> _TASK DETAILS_:
State how many lines of the items below contain the string "Provide", matching case exactly. Give only the number.

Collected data
— start —

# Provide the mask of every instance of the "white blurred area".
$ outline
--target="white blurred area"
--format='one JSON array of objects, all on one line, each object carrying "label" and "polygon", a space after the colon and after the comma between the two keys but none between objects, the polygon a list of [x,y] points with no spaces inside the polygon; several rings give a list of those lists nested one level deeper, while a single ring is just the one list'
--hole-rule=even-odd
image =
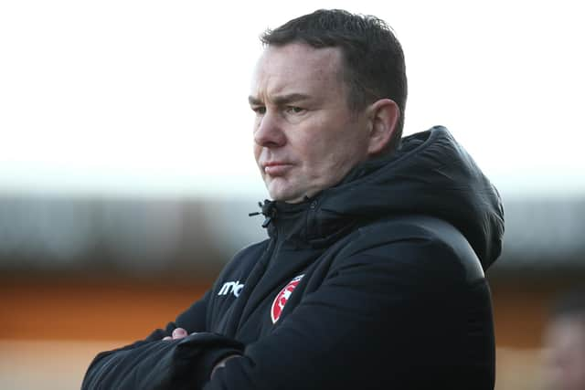
[{"label": "white blurred area", "polygon": [[[265,236],[261,216],[248,216],[267,196],[247,101],[258,37],[318,8],[394,28],[410,84],[405,133],[448,127],[502,193],[504,255],[490,271],[500,282],[496,388],[537,388],[542,297],[564,279],[538,295],[523,278],[585,270],[585,24],[569,0],[0,2],[0,301],[14,304],[0,306],[13,326],[0,327],[0,388],[79,388],[95,353],[123,343],[98,331],[84,340],[79,323],[101,317],[104,331],[148,312],[144,291],[213,280]],[[67,290],[61,272],[81,281]],[[28,283],[22,305],[13,275]],[[136,306],[122,306],[128,318],[93,312],[102,290],[90,288],[120,275],[163,284],[146,279]],[[38,296],[28,291],[37,281]],[[69,312],[76,297],[89,303]],[[60,308],[71,328],[32,313],[24,328],[54,329],[38,340],[20,332],[38,307],[44,320]],[[123,342],[144,336],[127,328]]]},{"label": "white blurred area", "polygon": [[585,26],[570,1],[0,4],[0,193],[261,198],[250,76],[269,26],[387,20],[406,133],[451,129],[504,194],[585,192]]}]

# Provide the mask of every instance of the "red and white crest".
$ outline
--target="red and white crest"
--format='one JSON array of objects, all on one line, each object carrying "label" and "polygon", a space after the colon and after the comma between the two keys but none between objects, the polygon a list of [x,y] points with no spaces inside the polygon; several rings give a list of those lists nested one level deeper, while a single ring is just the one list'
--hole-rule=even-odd
[{"label": "red and white crest", "polygon": [[292,280],[289,281],[289,284],[284,286],[284,288],[281,290],[281,292],[276,295],[276,298],[272,302],[272,307],[271,308],[271,318],[272,319],[272,323],[275,323],[281,317],[281,313],[282,312],[282,309],[284,309],[286,301],[289,300],[291,294],[292,293],[294,289],[296,289],[296,286],[299,284],[304,274],[299,275]]}]

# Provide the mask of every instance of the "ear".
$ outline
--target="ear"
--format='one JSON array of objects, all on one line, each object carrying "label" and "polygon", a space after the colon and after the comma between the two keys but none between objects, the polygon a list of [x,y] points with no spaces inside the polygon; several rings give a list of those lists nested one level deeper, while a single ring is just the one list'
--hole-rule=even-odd
[{"label": "ear", "polygon": [[388,145],[400,117],[399,105],[390,99],[380,99],[368,108],[369,139],[367,155],[379,154]]}]

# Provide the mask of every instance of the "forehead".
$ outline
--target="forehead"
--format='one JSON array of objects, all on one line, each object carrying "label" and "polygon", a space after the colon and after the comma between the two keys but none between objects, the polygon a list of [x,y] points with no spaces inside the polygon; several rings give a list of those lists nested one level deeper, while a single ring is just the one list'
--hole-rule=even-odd
[{"label": "forehead", "polygon": [[281,93],[340,93],[344,88],[342,52],[303,43],[269,46],[252,77],[252,96]]}]

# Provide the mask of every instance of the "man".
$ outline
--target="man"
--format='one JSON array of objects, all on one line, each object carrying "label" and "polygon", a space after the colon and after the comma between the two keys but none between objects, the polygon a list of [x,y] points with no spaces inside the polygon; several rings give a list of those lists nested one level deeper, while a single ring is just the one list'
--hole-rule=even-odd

— end —

> _WRITTEN RESPONSE_:
5